_Supplied entries_
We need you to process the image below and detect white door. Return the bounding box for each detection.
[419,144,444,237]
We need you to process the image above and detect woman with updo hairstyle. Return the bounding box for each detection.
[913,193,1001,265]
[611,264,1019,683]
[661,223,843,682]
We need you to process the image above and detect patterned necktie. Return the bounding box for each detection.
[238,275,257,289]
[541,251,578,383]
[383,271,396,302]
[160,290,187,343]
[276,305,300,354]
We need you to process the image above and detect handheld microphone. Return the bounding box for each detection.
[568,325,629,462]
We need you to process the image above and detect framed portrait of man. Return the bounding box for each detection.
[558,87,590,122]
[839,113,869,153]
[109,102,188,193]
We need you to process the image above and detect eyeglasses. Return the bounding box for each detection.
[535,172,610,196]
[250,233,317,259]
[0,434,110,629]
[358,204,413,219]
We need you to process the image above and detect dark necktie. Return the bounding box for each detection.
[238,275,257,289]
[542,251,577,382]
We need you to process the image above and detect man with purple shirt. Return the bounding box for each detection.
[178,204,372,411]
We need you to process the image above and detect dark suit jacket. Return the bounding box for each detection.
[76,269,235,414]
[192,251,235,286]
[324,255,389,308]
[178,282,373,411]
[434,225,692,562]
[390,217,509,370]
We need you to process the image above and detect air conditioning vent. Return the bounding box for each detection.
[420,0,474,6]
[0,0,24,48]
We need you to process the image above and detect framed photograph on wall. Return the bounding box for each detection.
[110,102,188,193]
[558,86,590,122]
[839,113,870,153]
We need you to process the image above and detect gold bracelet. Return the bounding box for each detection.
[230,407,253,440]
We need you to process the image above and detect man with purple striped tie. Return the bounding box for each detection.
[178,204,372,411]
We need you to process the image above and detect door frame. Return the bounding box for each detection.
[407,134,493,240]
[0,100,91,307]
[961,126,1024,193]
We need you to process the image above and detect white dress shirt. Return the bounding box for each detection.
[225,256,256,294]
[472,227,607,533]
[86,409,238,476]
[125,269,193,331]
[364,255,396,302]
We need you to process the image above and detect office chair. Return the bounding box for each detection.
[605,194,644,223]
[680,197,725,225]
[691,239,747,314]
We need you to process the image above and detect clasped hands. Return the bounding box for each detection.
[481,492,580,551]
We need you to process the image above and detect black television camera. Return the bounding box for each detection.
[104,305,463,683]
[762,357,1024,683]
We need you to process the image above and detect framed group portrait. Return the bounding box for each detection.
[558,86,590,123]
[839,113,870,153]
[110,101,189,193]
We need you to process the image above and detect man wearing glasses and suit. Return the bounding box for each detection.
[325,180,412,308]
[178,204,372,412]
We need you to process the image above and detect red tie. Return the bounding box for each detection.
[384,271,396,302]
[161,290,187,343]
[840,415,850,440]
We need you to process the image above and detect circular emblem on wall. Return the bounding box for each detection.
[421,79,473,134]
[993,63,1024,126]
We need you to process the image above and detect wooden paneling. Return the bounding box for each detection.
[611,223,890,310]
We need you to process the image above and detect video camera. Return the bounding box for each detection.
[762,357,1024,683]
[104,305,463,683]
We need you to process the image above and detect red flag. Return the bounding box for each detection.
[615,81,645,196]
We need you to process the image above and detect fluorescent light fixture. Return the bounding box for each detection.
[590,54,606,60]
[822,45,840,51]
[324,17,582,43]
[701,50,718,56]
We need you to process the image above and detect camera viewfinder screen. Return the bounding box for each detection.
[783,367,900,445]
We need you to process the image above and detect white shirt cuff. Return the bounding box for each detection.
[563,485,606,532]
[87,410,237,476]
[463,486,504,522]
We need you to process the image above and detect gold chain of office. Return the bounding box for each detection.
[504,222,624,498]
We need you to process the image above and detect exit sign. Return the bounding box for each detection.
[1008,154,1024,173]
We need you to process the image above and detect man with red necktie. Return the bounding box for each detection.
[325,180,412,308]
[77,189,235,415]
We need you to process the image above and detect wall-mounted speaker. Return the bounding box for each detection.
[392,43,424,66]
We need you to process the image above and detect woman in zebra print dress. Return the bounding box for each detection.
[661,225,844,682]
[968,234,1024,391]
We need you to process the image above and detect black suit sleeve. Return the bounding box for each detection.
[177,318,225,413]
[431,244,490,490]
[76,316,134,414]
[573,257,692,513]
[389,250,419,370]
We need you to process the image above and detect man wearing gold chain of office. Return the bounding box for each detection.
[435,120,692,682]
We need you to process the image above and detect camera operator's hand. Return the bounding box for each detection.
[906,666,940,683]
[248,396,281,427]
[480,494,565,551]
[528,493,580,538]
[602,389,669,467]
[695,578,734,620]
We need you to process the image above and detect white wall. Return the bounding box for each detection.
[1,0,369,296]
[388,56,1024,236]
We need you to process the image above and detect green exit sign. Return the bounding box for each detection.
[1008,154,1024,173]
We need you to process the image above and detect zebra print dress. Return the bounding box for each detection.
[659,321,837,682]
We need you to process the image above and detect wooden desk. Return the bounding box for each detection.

_Problem requirements_
Repeat the listing above exactly, keeping every word as it stands.

_Completed exercise_
We need you to process the image below and detect white door. Return the bounding box for each detection.
[419,144,444,237]
We need you to process the image above and detect woman with updo hairstyle. Return the bounding box for each detection.
[913,193,1001,265]
[611,264,1019,683]
[661,223,843,682]
We need you to process the image above and detect patterned necktie. Return the bounding box for each detection.
[238,275,257,289]
[541,251,578,383]
[383,271,396,302]
[160,290,187,343]
[276,305,300,354]
We need you to process the image above and detect handheld microphone. Return the bounding box for each detection.
[568,325,629,462]
We need you to process the image above and detect framed portrait of man. Return the bounding box for each detection.
[558,87,590,122]
[839,113,869,153]
[109,102,188,193]
We need you to process the image above and detect eyeglasses. Return the bounding box for each detection.
[535,172,610,196]
[250,233,317,259]
[0,434,110,629]
[358,204,413,219]
We need you to process the image above and detect dark necktie. Return the bounding box for each detection.
[238,275,257,289]
[542,251,577,382]
We need you to process the image above and detect man with purple shirt. Return the bounding box for each detection.
[178,204,372,411]
We need you to process the image above and detect dark suit jacket. Return the bounding box for each detection.
[76,269,235,414]
[192,251,235,286]
[324,255,389,308]
[178,282,373,411]
[434,225,692,562]
[390,217,509,370]
We need you to process the image above and detect air conditioning vent. Return the bounding box for each detection.
[420,0,474,6]
[0,0,24,48]
We need you to process the image above and detect framed photograph on wall. Return the bounding box for each detection.
[110,102,188,193]
[558,86,590,122]
[839,113,870,153]
We need you to process the image above and detect gold bracelet. Return the bounding box for each detection.
[230,407,253,440]
We need you to process the image above and detect man with purple striped tie. Return the bounding box for each detection.
[178,204,372,411]
We need you to process the image above and detect door frame. Return the bounding box for each detection.
[407,134,493,240]
[0,100,91,307]
[961,126,1024,193]
We need you to process the image above and detect white dress shirt. Return the bounding box for each detection.
[225,256,256,294]
[472,227,607,533]
[86,409,238,476]
[125,269,193,331]
[364,255,396,302]
We need you to process the image above and detect office chair. Return the bounding box for each detection.
[605,194,644,223]
[680,197,725,225]
[691,239,747,314]
We need you to process the image above and detect clasped hands. Return the bounding box for each detection.
[481,492,580,551]
We need you to process the image above and detect black television camera. Return the bounding box for each detection.
[104,305,463,683]
[762,357,1024,683]
We need you to process the image above and detect framed group portrait. Return the bounding box for each detection.
[558,86,590,123]
[839,113,870,153]
[110,101,189,193]
We need you to process the image above and detect man wearing glasses and suit. Return the bounding box for each detection.
[325,180,412,308]
[178,204,372,412]
We need you to process the image above and detect red tie. Return the bounding box for each detection.
[384,271,396,302]
[161,290,187,343]
[840,415,850,440]
We need you to process the image above and detect circular emblem on wall. Return the bounding box for each detection.
[421,79,473,134]
[993,63,1024,126]
We need you to process the image above and detect wooden paneling. Return the bounding box for each detection.
[611,223,890,310]
We need you to process the image above and detect video camera. Return the bounding box for each detection.
[762,357,1024,683]
[104,305,463,683]
We need you to process the image above and detect red flag. Return the bounding box for each detection.
[615,81,645,196]
We need you to process the image above and detect fluorescent light fixture. Return the bounding box for each detection.
[590,54,606,60]
[822,45,840,51]
[324,17,582,43]
[701,50,718,56]
We need you to process the image above and detect camera viewfinder screen. Return the bounding box for each detection.
[783,367,900,445]
We need you to process the image above and detect white shirt cuff. Return the bounding box for each detection.
[563,485,606,532]
[87,410,237,476]
[463,486,504,522]
We need you to process the image above and detect gold chain of office. Return the bounding box for each detection.
[504,222,624,498]
We need you to process the image above and detect exit sign. Return the bounding box for each detection.
[1008,154,1024,173]
We need you to process the image above and detect man with red necktie. Return the bounding box for each detection.
[325,180,412,308]
[77,189,235,415]
We need you to process the image above and detect wall-mounted speaker. Return the bounding box for each detection.
[392,43,424,66]
We need you to process the image above and detect woman in zebra print dress. Return the bounding box for each detection.
[661,225,844,682]
[968,234,1024,391]
We need you to process the image above and detect black suit sleeve. Return the bounding box for each detection.
[177,318,225,413]
[431,244,490,490]
[76,316,134,414]
[573,257,692,513]
[389,250,419,370]
We need you to process the image above and detect man wearing gold chain of office. Return the bounding box for each detection.
[435,120,692,682]
We need you to process the image above and detect camera operator's hand. Return the bounding box for each detection.
[906,666,940,683]
[248,396,281,427]
[480,494,565,551]
[528,493,580,538]
[602,389,669,467]
[695,578,734,620]
We need you to process the image above and detect white wall. Return the bounding box for each detection.
[1,0,369,296]
[388,56,1024,236]
We need you to process the image above and detect green exit sign. Return the bounding box for each detection.
[1008,154,1024,173]
We need you to process the image above and detect zebra print dress. Return the bounding box for each detection.
[659,321,837,682]
We need you to process the image above and detect wooden desk. Return the bounding box for each detection.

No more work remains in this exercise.